(Records from a collection)

..............................

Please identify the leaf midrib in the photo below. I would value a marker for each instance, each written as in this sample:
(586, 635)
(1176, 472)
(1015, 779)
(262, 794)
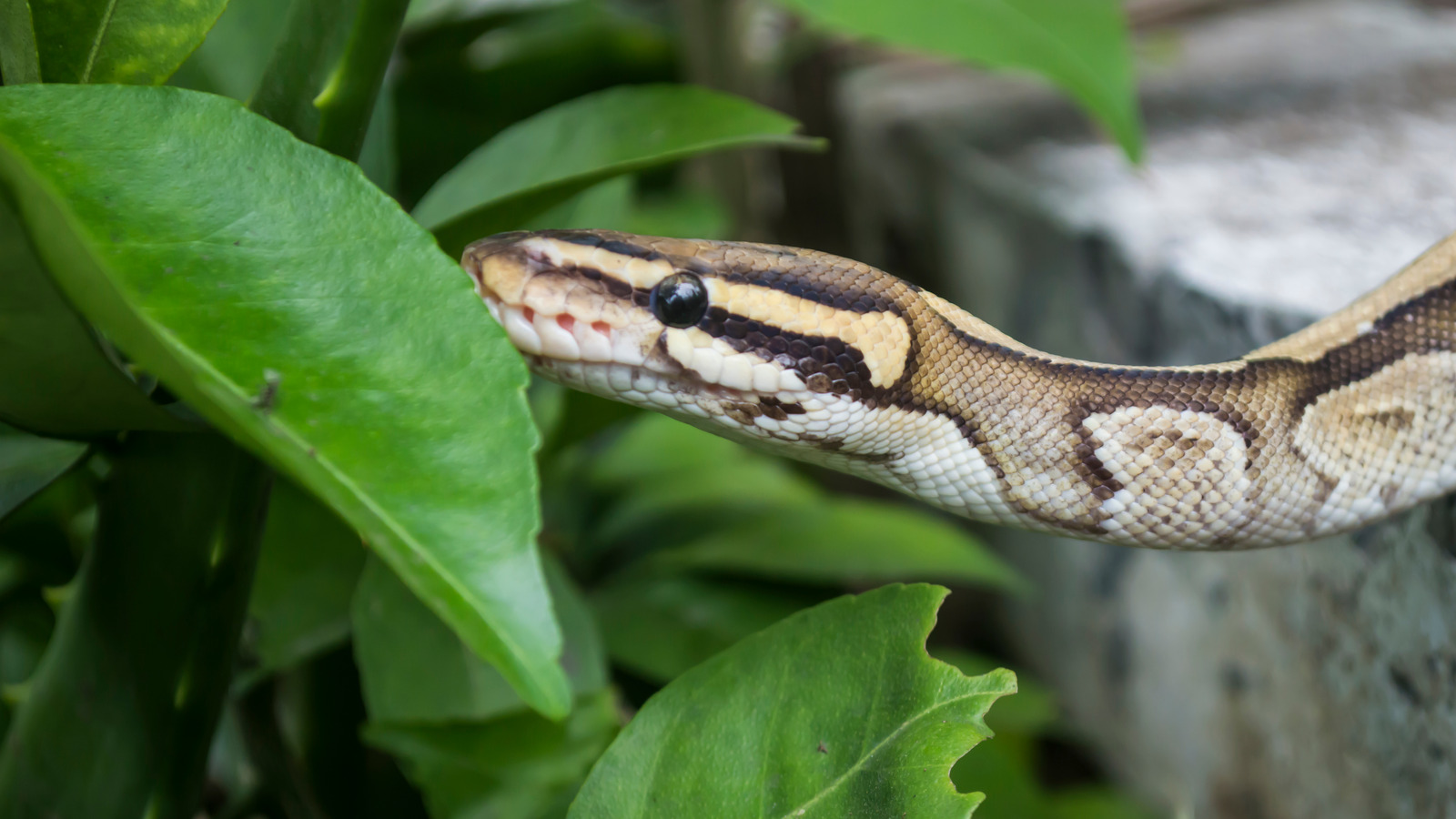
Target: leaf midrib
(101, 36)
(803, 809)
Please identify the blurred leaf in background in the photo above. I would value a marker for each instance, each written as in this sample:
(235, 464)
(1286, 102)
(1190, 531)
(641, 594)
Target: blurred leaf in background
(1081, 46)
(306, 254)
(571, 147)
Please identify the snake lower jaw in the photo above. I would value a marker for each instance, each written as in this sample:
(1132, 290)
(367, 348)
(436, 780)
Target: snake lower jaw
(560, 337)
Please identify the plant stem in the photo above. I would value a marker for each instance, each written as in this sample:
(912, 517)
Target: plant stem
(123, 707)
(325, 76)
(347, 101)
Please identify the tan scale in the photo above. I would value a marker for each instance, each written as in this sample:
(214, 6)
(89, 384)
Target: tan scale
(834, 361)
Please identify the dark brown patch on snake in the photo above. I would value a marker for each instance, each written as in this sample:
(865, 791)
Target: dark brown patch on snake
(1420, 325)
(824, 363)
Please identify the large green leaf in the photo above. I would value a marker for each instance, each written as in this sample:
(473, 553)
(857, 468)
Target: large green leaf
(298, 308)
(397, 637)
(237, 53)
(57, 376)
(118, 41)
(836, 712)
(19, 57)
(846, 541)
(550, 157)
(1081, 46)
(29, 464)
(517, 767)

..............................

### Exercise prompt
Rename "snake" to "reptile" everywhere in the data above, changing nothing else. Give back all of the data but leave out the pictures.

### Response to the task
Please identify the leaf midrib in the photo below. I would value a marker for each instance, each written as in this sample:
(586, 635)
(1176, 472)
(1015, 779)
(262, 794)
Target: leaf midrib
(101, 36)
(803, 809)
Please identify the blurred leaf in background in the photo above. I would value a marker for each instance, each written as in this sample:
(235, 464)
(1286, 102)
(1190, 531)
(641, 594)
Target: blurred leaf in background
(1081, 46)
(306, 254)
(571, 147)
Please identify the reptile lower jaw in the photo above. I would value a marker for each instance, each written as in this sample:
(1132, 290)
(367, 348)
(436, 780)
Target: reptile lower jaw
(560, 337)
Please identify the plant stem in the photo above. I would value a marker for each instance, each written as in this sample:
(912, 517)
Target: plant stem
(123, 707)
(325, 76)
(347, 101)
Please identify the tan scale in the photo above. I would value a marker for each instance, each written as in this sample:
(214, 6)
(89, 384)
Target: tan scale
(834, 361)
Please identify the dark brown patch on reptile in the photo above. I would value a marker for each instance, each written as in this sample:
(865, 791)
Target: dark brown patch on reptile
(1420, 325)
(824, 363)
Please identify the large green leaf in the photo above. I would value a marker for each instance, each written as in this sample:
(473, 553)
(857, 468)
Target: large green leaf
(298, 308)
(397, 637)
(237, 53)
(57, 376)
(118, 41)
(836, 712)
(19, 57)
(846, 541)
(550, 157)
(1081, 46)
(29, 464)
(517, 767)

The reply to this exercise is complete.